* **Short task**
Update the data below by changing every "instance" to "occurrence" and leaving the rest untouched.

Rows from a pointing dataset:
========
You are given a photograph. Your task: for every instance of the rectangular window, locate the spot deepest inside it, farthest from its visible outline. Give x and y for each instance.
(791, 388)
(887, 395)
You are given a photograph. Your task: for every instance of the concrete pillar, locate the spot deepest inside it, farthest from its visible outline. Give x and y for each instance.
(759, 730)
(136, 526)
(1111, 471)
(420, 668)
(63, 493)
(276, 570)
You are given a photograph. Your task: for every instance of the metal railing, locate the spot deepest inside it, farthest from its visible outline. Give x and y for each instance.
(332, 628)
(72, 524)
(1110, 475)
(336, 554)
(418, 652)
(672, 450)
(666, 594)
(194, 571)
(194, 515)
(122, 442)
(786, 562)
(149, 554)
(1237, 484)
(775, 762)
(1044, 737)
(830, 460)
========
* **Full answer**
You are given a photograph. Your task: for every occurrence of the rectangular window, locate the spot deepest inside it, farthest from its visible outline. Give x and y for each occurrence.
(791, 388)
(887, 395)
You are given a photograph. Your task: for every occurrence of the concrete pillar, locate the spot deepest inside it, farthest from its visible outline. Give x and y for each occurrence.
(759, 730)
(136, 526)
(1111, 471)
(420, 668)
(63, 493)
(276, 570)
You are given a photograph. Your task: for every occurrence of the metal railing, locate the spot deepest inside it, farthest from its visible outline. Give x and y for each occurrence.
(332, 628)
(72, 524)
(1110, 475)
(336, 554)
(418, 652)
(672, 450)
(666, 594)
(194, 571)
(194, 515)
(122, 442)
(786, 562)
(149, 554)
(1237, 484)
(775, 762)
(1044, 737)
(830, 460)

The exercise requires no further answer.